WORK TO COMPLETE:
Answer these questions using the excerpt on trait skepticism below:
1. Which assumption of professional skepticism does the Hurtt measure appear to reflect?
2. What relationship have both research and practice always been interested in strengthening?
3. What is conducted in the section that follows the excerpt, and on what?

The basis for the discipline favouring the Hurtt measure over other measures of trait skepticism goes beyond its statistical reliability and generalizability. The Hurtt measure appears to reflect the neutrality assumption of professional skepticism (Cohen et al., 2017; Quadackers et al., 2014), an assumption that is consistent with the definition of professional skepticism in the audit profession, which has guided research in operationalizing professional skepticism. Other competing measures have generally been consistent with the presumptive doubt assumption, which is generally incompatible with how the audit profession understands and communicates professional skepticism (International Auditing and Assurance Standards Board [IAASB], 2017; Lee et al., 2013).

The intent of Hurtt's measure of trait skepticism is not to discriminate between individuals with innately higher/lower levels of professional skepticism, because this has limited practical implications, but rather to better understand how their innate skepticism is then subsequently applied to audit judgment and/or audit action as state skepticism. Research has indicated that, regardless of an individual's innate level of skepticism, it is not always applied fully as state skepticism, and in some instances, the contrary has occurred. This means even individuals with higher levels of trait skepticism are not exhibiting high levels of professional skepticism in their audit actions and/or audit judgments. Therefore, it has always been the case that both research and practice are interested in achieving a stronger trait–state skepticism relationship, rather than simply distinguishing between individuals, or even discriminating individuals, on the basis of their trait skepticism (Hammersley, 2011; Hurtt et al., 2013).

With an understanding of how trait skepticism has been operationalized and measured in the literature, we now investigate the trait–state skepticism relationship to determine key drivers and determinants that can provide insight into how trait skepticism is applied as state skepticism. In the following section, an MRA is conducted on correlations reported between trait skepticism and state skepticism.

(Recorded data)
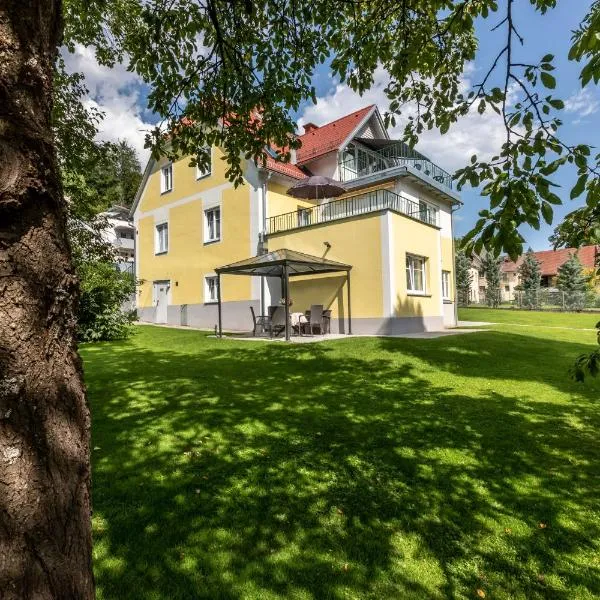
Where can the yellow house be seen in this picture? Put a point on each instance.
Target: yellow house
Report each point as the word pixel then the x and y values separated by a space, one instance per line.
pixel 393 227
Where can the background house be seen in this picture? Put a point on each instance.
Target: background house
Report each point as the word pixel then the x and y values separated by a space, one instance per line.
pixel 120 234
pixel 550 261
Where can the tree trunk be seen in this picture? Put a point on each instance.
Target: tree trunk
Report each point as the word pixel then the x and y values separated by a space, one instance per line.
pixel 45 538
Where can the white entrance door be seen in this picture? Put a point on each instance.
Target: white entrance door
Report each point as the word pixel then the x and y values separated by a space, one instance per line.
pixel 161 294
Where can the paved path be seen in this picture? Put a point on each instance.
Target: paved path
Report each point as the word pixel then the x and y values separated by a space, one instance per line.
pixel 474 323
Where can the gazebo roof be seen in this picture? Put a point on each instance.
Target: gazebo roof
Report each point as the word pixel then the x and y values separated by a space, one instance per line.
pixel 273 263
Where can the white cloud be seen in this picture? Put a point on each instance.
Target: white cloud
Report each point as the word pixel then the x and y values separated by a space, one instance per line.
pixel 482 135
pixel 116 92
pixel 583 103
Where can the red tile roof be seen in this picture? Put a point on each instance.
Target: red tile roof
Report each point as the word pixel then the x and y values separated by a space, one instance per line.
pixel 330 136
pixel 550 260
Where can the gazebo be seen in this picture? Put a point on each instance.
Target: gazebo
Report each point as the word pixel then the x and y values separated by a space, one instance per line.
pixel 283 264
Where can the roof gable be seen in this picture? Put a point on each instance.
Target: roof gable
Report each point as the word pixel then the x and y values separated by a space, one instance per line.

TASK RESULT:
1. The neutrality assumption.
2. The trait–state skepticism relationship.
3. An MRA, on correlations reported between trait skepticism and state skepticism.